Directive:
Render all of the material below as a numbered list, omitting any blank lines.
** begin Dataset content **
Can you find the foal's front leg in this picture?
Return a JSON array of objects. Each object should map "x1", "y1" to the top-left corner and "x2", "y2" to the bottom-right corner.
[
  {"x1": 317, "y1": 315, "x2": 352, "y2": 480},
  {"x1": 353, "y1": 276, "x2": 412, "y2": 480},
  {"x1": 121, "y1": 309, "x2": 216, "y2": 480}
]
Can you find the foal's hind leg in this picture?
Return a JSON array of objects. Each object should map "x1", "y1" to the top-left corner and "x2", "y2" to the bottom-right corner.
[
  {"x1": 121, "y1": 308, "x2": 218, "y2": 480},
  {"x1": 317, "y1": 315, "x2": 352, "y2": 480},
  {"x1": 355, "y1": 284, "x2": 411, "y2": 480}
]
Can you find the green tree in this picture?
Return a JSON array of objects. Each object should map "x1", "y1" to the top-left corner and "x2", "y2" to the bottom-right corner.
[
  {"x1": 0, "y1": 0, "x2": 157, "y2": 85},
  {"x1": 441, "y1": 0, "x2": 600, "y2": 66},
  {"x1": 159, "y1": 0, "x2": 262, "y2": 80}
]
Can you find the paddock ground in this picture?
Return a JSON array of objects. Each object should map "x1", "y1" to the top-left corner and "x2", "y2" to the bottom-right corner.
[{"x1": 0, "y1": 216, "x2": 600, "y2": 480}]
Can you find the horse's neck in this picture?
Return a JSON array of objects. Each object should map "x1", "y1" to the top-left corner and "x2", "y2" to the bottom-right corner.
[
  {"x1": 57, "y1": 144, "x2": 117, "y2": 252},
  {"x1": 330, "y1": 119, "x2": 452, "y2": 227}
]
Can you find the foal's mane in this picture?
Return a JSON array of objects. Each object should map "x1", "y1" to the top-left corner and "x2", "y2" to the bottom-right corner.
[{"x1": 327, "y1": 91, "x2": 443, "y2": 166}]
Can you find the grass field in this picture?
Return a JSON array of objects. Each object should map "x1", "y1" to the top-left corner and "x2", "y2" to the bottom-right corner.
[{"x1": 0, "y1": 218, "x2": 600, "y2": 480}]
** end Dataset content **
Reply to the exercise:
1. Can you find the foal's front leg in this picture?
2. Return a JSON array of objects. Each object should map "x1", "y1" to the top-left corner and "x2", "y2" to the bottom-right corner.
3. [
4.   {"x1": 317, "y1": 315, "x2": 352, "y2": 480},
5.   {"x1": 353, "y1": 276, "x2": 412, "y2": 480},
6.   {"x1": 121, "y1": 309, "x2": 216, "y2": 480}
7. ]
8. Can you find the foal's hind leg in this picture?
9. Return a JSON array of objects. Each object should map "x1", "y1" to the top-left corner and "x2", "y2" to the bottom-right corner.
10. [
11.   {"x1": 121, "y1": 308, "x2": 218, "y2": 480},
12.   {"x1": 317, "y1": 315, "x2": 352, "y2": 480},
13.   {"x1": 355, "y1": 284, "x2": 411, "y2": 480}
14. ]
15. Can you find the green tree in this picture?
16. Return a JSON array of objects. Each object should map "x1", "y1" to the top-left corner and "x2", "y2" to the bottom-right corner.
17. [
18.   {"x1": 0, "y1": 0, "x2": 157, "y2": 85},
19.   {"x1": 441, "y1": 0, "x2": 600, "y2": 66},
20.   {"x1": 159, "y1": 0, "x2": 262, "y2": 80}
21. ]
22. Can you find the paddock ground in this picture?
23. Return a JSON array of objects. Each object should map "x1", "y1" to the top-left corner and "x2", "y2" to the bottom-right corner.
24. [{"x1": 0, "y1": 216, "x2": 600, "y2": 480}]
25. Can you find the horse's neck in this picture?
26. Return a JSON array of objects. Each object should map "x1", "y1" to the top-left corner and "x2", "y2" to the bottom-right corner.
27. [
28.   {"x1": 57, "y1": 144, "x2": 117, "y2": 252},
29.   {"x1": 330, "y1": 119, "x2": 452, "y2": 227}
30. ]
31. Can you find the foal's mane in this picture?
32. Return a JSON array of objects. Each object should map "x1", "y1" to the top-left corner and "x2", "y2" to the bottom-right corner.
33. [{"x1": 327, "y1": 91, "x2": 443, "y2": 166}]
34. Can you find the grass field in this picture?
35. Return a JSON array of objects. Each object should map "x1", "y1" to the top-left corner and "x2", "y2" to the bottom-right corner.
36. [{"x1": 0, "y1": 218, "x2": 600, "y2": 480}]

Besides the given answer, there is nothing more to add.